═════ Data provided ═════
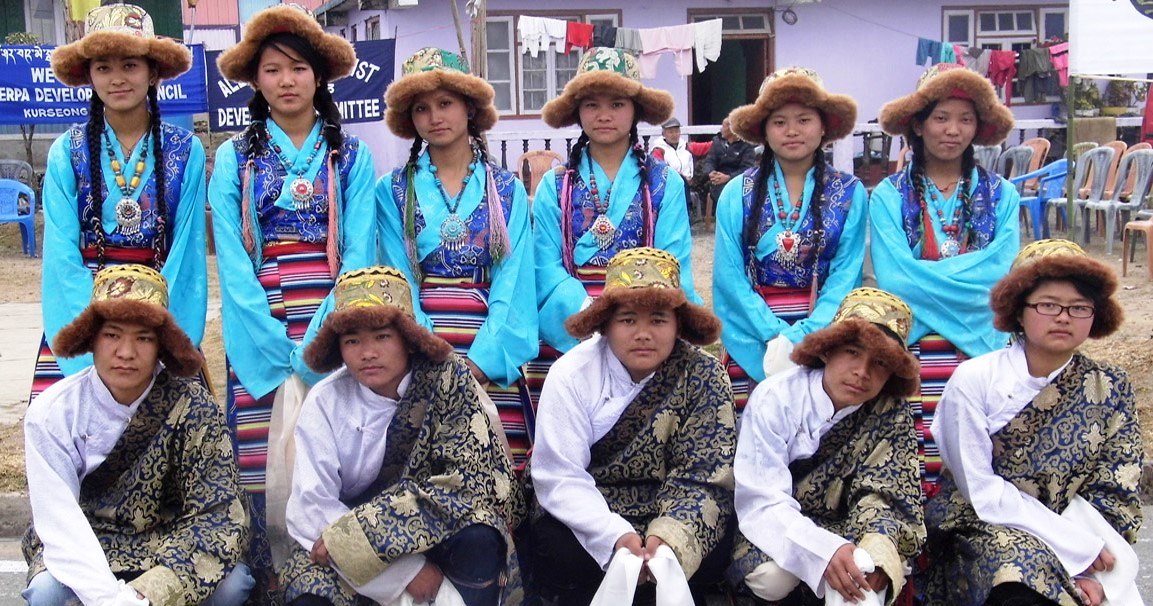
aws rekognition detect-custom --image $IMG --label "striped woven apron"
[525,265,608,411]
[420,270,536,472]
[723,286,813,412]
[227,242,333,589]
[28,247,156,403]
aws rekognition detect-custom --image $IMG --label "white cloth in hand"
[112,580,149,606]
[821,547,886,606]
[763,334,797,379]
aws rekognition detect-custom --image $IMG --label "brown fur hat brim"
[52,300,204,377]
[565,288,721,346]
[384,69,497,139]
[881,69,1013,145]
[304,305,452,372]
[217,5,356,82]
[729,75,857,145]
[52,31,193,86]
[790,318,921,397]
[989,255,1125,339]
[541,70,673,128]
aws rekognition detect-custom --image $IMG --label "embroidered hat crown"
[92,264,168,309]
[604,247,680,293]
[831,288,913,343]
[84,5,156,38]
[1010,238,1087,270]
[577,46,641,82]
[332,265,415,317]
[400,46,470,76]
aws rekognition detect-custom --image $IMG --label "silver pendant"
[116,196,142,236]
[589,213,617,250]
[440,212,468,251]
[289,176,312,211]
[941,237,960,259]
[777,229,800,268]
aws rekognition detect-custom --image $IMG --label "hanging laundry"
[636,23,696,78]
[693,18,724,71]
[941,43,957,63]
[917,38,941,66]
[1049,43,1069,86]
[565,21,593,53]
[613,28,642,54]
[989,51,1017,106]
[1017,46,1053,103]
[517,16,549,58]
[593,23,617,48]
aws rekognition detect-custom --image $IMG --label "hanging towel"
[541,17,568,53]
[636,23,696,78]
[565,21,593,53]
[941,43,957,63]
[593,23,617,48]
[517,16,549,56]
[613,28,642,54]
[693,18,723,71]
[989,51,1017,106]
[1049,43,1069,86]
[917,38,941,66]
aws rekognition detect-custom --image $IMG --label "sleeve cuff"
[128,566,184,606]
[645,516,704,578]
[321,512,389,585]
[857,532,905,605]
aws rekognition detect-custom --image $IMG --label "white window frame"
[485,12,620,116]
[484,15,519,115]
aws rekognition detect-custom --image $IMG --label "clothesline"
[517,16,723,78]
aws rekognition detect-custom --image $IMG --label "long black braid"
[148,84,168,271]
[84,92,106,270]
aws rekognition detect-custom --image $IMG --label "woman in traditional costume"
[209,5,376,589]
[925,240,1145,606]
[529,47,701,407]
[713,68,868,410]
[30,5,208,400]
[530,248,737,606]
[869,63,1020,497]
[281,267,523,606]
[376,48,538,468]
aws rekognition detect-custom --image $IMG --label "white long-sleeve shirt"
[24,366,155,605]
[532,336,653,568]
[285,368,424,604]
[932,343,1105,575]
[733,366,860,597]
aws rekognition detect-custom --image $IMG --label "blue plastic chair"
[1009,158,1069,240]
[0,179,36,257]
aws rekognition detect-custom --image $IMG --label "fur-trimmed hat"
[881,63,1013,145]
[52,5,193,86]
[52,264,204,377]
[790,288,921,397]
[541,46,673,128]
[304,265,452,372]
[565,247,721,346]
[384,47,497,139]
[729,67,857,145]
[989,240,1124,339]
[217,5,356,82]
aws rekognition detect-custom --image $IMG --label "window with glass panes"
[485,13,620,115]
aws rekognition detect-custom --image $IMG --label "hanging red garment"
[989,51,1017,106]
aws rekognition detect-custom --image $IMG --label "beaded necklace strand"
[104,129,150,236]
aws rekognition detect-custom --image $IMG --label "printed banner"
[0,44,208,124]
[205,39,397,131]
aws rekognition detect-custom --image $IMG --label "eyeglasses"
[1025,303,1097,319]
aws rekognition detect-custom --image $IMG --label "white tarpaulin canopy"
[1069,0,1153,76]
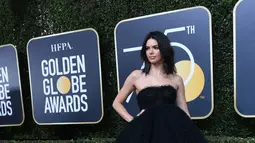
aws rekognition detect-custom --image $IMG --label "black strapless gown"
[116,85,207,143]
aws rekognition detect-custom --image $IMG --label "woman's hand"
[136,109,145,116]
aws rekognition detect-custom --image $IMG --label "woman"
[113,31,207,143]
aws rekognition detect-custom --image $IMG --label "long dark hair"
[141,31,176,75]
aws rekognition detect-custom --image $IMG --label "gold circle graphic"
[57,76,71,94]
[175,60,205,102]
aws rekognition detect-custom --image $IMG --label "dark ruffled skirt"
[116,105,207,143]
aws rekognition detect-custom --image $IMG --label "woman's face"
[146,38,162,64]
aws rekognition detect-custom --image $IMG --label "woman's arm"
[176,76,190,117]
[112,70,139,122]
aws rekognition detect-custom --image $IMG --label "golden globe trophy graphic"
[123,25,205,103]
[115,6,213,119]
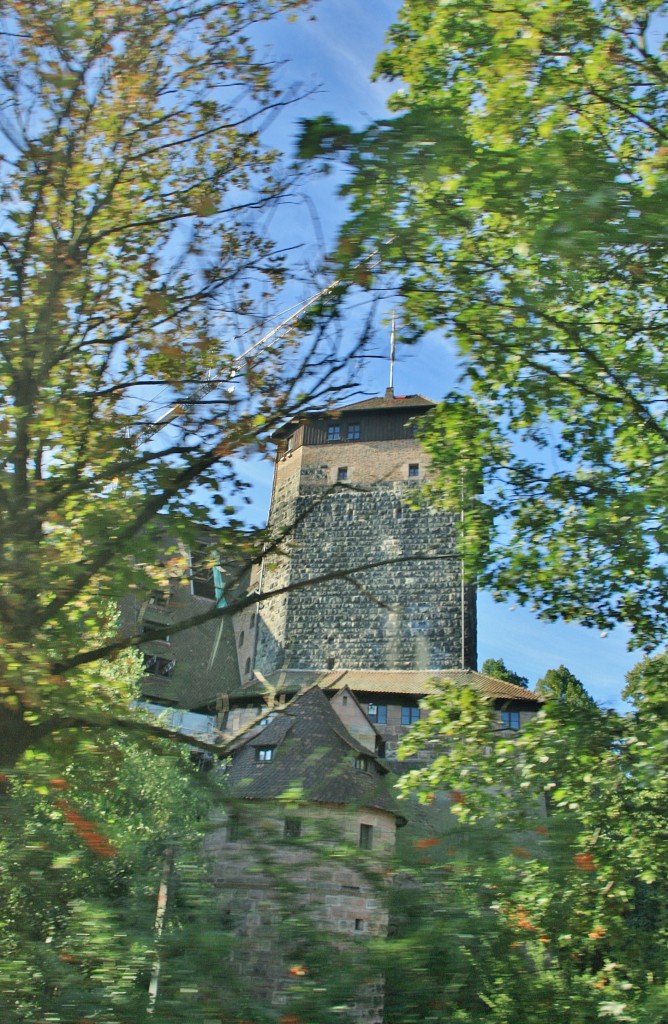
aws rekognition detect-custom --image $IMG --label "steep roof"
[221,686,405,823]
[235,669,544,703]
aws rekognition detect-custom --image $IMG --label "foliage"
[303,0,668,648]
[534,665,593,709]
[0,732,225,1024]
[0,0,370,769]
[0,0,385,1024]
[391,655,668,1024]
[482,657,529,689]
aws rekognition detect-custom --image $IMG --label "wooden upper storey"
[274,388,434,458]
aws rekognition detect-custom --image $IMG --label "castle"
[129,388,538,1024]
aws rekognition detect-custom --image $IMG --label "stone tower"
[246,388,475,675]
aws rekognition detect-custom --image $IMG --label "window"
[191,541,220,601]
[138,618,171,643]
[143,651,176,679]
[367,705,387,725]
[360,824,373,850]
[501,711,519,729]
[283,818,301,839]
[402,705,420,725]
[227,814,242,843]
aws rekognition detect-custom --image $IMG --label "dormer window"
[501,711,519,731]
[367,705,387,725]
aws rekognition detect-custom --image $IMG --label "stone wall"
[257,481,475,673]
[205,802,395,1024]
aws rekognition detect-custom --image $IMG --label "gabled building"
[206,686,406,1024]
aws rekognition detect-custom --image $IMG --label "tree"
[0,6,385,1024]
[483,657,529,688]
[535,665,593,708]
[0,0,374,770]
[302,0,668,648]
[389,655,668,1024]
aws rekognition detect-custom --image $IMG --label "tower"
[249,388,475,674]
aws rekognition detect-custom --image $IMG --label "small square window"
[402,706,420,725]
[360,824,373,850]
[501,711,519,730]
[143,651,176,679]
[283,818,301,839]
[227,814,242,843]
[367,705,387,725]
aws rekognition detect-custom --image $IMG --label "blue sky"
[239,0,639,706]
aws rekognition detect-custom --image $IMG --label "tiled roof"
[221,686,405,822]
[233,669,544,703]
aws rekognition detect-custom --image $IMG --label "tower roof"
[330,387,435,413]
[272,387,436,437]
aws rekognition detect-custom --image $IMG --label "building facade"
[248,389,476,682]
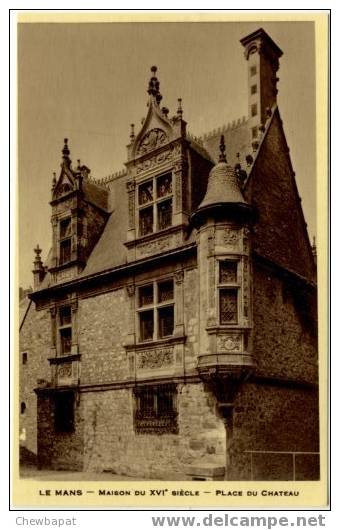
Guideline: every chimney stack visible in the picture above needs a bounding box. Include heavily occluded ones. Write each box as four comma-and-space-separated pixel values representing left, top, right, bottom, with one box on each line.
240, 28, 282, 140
═════
#### [Instructions to follow]
Go through all of the material above, rename every "detect-custom" to "detect-labels" and reproduce it with nothing else changed. Leave out the pictures.

#### [Exercise answer]
aws rekognition detect-labels --image $IMG --label "striped woven apron"
[525,265,608,411]
[420,270,536,472]
[723,286,813,412]
[227,242,333,589]
[28,247,156,403]
aws rekognition detect-labels --image $IMG --label "white cloth in hand"
[112,580,149,606]
[821,547,886,606]
[763,334,797,379]
aws rekognition detect-labels --image $IMG --label "brown fur hat brim"
[52,300,204,377]
[565,288,721,346]
[384,69,497,139]
[881,69,1013,145]
[304,305,452,372]
[217,5,356,82]
[729,75,857,145]
[52,31,193,86]
[790,318,921,397]
[989,255,1125,339]
[541,70,673,128]
aws rekognition detect-labels --image $IMG --label "embroidered hat crown"
[92,264,168,309]
[604,247,680,293]
[831,288,913,343]
[84,5,156,38]
[1010,238,1087,270]
[577,46,641,82]
[332,265,415,317]
[400,46,470,76]
aws rekognition detect-labels --image $IMG --label "silver pendant"
[116,196,142,236]
[589,213,617,250]
[440,212,468,251]
[289,176,312,211]
[941,237,960,259]
[777,229,800,268]
aws rekognition detect-labels --image $IMG --label "hanging laundry"
[636,23,696,78]
[693,18,724,71]
[941,43,957,63]
[917,38,941,66]
[1049,43,1069,86]
[565,21,593,53]
[613,28,642,54]
[989,51,1017,106]
[1017,46,1053,103]
[517,16,549,58]
[593,23,617,48]
aws rekognition detect-labels --image $IMG --label "hanging towel"
[541,17,568,53]
[636,23,696,78]
[565,21,593,53]
[941,43,957,63]
[593,23,617,48]
[517,16,549,56]
[613,28,642,54]
[693,18,723,71]
[989,51,1017,106]
[1049,43,1069,86]
[917,38,941,66]
aws rekognition detect-labels --image $IMG --label "sleeve cuff"
[128,566,184,606]
[645,516,704,578]
[321,512,389,585]
[857,532,905,605]
aws rekognition detect-labels --image $IMG --label "white window frame"
[485,12,620,116]
[484,15,519,115]
aws rekognition detect-labels --image $IMG --label "clothesline"
[517,16,723,78]
aws rekognition detect-labels --image $IMG --label "long black braid"
[148,84,168,271]
[84,92,106,270]
aws rekognition detect-labels --image $IMG --label "woman in traditional costume"
[209,5,376,589]
[925,240,1145,606]
[529,47,701,407]
[713,68,868,410]
[30,5,208,400]
[530,248,737,606]
[869,63,1020,497]
[281,267,523,606]
[376,48,538,468]
aws rekognition detect-labels --image $IMG --label "white long-sleeve shirt"
[24,366,155,605]
[532,336,653,568]
[285,368,424,604]
[932,343,1105,575]
[733,366,860,597]
aws rekognition detect-labels --image $IMG --label "blue plastic chair"
[1009,158,1069,240]
[0,179,36,257]
aws rekognition detect-labels --image $IMG --label "fur-trimmed hat"
[881,63,1013,145]
[52,5,193,86]
[52,264,204,377]
[790,288,921,397]
[541,46,673,128]
[304,265,452,372]
[565,247,721,346]
[384,47,497,139]
[729,67,857,145]
[989,240,1124,339]
[217,5,356,82]
aws rekognition detect-labels --image $IMG --label "window with glass panes"
[485,13,620,115]
aws rekognition detect-labels --image $IMG --label "hanging red garment"
[989,51,1017,106]
aws rekognition detect-labels --image $IMG --label "beaded necklace strand"
[104,129,150,236]
aws rekognition detect-labels --image $IMG --label "printed banner"
[0,44,208,124]
[205,39,397,131]
aws rekognition detect-labels --image $IMG --label "eyeglasses"
[1025,303,1097,319]
aws rekognition detect-labels --image $IMG --label "white tarpaulin canopy"
[1069,0,1153,76]
aws rekognition detect-labels --image $IMG --label "black strapless gown"
[116,85,207,143]
aws rekognition detect-labels --image $IMG --label "woman's hand"
[136,109,145,116]
aws rekognition detect-labels --image $IMG --label "woman"
[113,31,207,143]
aws rekognition detect-labels --image $IMG --label "long dark hair"
[141,31,176,75]
aws rekognition detect-labels --image $IMG --label "gold circle graphic"
[57,76,71,94]
[175,60,205,102]
aws rekognition detect-labels --image $IMG --label "dark ruffled skirt"
[116,105,207,143]
aws rekognition detect-labels --image $IMG --label "woman's face"
[146,38,162,64]
aws rekognition detect-labels --image $IMG --label "woman's arm"
[176,76,190,117]
[112,70,139,122]
aws rekognition detect-labels --image $IMG --label "golden globe trophy graphic"
[123,25,205,103]
[115,6,213,119]
aws rekognition detect-labels --image $IMG --label "steep roof"
[221,686,405,823]
[235,669,544,703]
aws rekognition detect-labels --image $IMG --label "foliage"
[303,0,668,648]
[534,665,593,709]
[0,732,225,1024]
[0,0,370,769]
[0,0,385,1024]
[391,655,668,1024]
[482,657,529,689]
aws rekognition detect-labels --image $IMG --label "wooden upper storey"
[274,388,434,458]
aws rekognition detect-labels --image $IMG --label "castle"
[129,388,538,1024]
aws rekognition detect-labels --image $IMG --label "stone tower"
[246,388,475,675]
aws rekognition detect-labels --image $IMG --label "window"
[191,541,220,601]
[138,618,171,643]
[143,651,176,679]
[367,705,387,725]
[360,824,373,850]
[501,711,519,729]
[283,818,301,839]
[402,705,420,725]
[227,814,242,843]
aws rekognition detect-labels --image $IMG --label "dormer window"
[501,711,519,731]
[367,705,387,725]
aws rekognition detect-labels --image $IMG --label "stone wall"
[257,481,475,673]
[205,802,395,1024]
aws rekognition detect-labels --image $IMG --label "gabled building"
[206,686,406,1024]
aws rekognition detect-labels --image $IMG --label "tree"
[0,6,385,1024]
[483,657,529,688]
[535,665,593,708]
[0,0,374,770]
[302,0,668,648]
[389,655,668,1024]
aws rekognition detect-labels --image $IMG --label "tower"
[249,388,475,674]
aws rekognition detect-labels --image $IMG --label "small square window"
[402,706,420,725]
[360,824,373,850]
[501,711,519,730]
[143,651,176,679]
[283,818,301,839]
[227,814,242,843]
[367,705,387,725]
aws rekognition detect-labels --image $IMG --label "blue sky"
[239,0,639,706]
aws rekognition detect-labels --image $IMG --label "tiled roof"
[221,686,405,822]
[233,669,544,703]
aws rekognition detect-labels --image $IMG --label "tower roof"
[330,387,435,413]
[272,387,436,437]
aws rekognition detect-labels --image $IMG --label "building facade"
[248,389,476,682]
Guideline: every chimney stack visible in the picture above needs a bounding box. Include heavily occluded ones. Write each box as four comma-and-space-separated pixel values representing left, top, right, bottom, with one box on each line.
240, 28, 282, 140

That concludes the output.